## Extract to read
<<<<
I'm a General Dentist at a Medicaid office in a LARGE city. Now it isn't a dental dreams type office, & we see some PPO as well (about 1-3 a day), BUT at the end off the day I see about 15-20 patients everyday (very difficult low income patients), and it gets very tiring as you can imagine (along with the incompetence of the front desk and dental assistants). BUT, with all the BS I deal with, I make about MINIMUM ~12-19k a month. [I had 550 daily guarantee for 6 months but after a few mths I made more off collections as I was doing more].





My full time job right now I work four days a week.



But I have two interviews for two seperate part time jobs, both offering two days a week.

SO...these TWO part-time jobs are both in downtown Chicago at PPO/FFS offices. [I can tell you about one office right now, the other we have a interview set up]. First office is offering me $525 for three months then 35% collections. Second office, waiting on interview.

Let's say they both give me $525/550- I'm looking at minimum $8/9k a month. BUT, I would hope after my collections and with a year of working at a Medicaid mill I can make more than that? I'm just not sure...



My DREAM, is to make the same amount of money I'm making now by seeing less patients with better insurances. Is this possible? Or will I be taking a salary cut as I transition into these new offices but later on make about the same I am now...if not more?


Extra info-I am a independent contractor now and will stay on for the part time jobs.

Thanks in advance for your opinions and help!
I will tell you right now the way private insurance is going its almost better to be working with Medicaid patients. Yes you have to bust your ass to see so many patients a day, but you will get paid well, vs trying to convince and beg Delta Dental to pay for a crown that's desperately needed. i have two offices that are 100% medicaid and I'm happy. Each practice sees 40 patients a day on average and produces 1.2-1.4 million a year. It just depends on how you want to practice.
>>>>
## Data under study
<<<<
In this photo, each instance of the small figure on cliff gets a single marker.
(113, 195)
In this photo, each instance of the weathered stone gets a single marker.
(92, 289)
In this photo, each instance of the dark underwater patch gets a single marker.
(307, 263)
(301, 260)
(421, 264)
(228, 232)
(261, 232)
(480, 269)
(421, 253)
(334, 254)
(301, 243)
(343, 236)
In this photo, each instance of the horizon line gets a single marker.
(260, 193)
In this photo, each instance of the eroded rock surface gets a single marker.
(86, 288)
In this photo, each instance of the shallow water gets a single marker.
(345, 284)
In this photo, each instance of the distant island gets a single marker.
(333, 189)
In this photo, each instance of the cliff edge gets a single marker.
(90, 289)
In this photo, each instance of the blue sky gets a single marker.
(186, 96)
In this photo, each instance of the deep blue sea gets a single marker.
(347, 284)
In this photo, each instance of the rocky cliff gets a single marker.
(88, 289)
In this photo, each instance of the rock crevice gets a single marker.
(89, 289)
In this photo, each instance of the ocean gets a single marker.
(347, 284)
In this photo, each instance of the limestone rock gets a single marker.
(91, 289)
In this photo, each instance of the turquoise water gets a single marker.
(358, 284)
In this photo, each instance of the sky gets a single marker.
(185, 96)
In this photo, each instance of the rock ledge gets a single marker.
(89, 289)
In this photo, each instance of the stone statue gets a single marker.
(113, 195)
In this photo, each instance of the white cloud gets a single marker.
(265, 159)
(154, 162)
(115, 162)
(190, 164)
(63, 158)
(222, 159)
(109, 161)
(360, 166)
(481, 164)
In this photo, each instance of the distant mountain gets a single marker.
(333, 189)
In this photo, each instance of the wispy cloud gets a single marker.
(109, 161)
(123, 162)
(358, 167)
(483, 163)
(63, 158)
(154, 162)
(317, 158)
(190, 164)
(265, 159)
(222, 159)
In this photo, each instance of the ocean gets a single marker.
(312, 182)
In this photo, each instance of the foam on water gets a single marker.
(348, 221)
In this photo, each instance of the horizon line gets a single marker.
>>>>
## Exercise aim
From the dental forum thread, list every insurance or payment type it names, including any insurer named by company.

## Answer space
Medicaid; PPO; FFS; private insurance; Delta Dental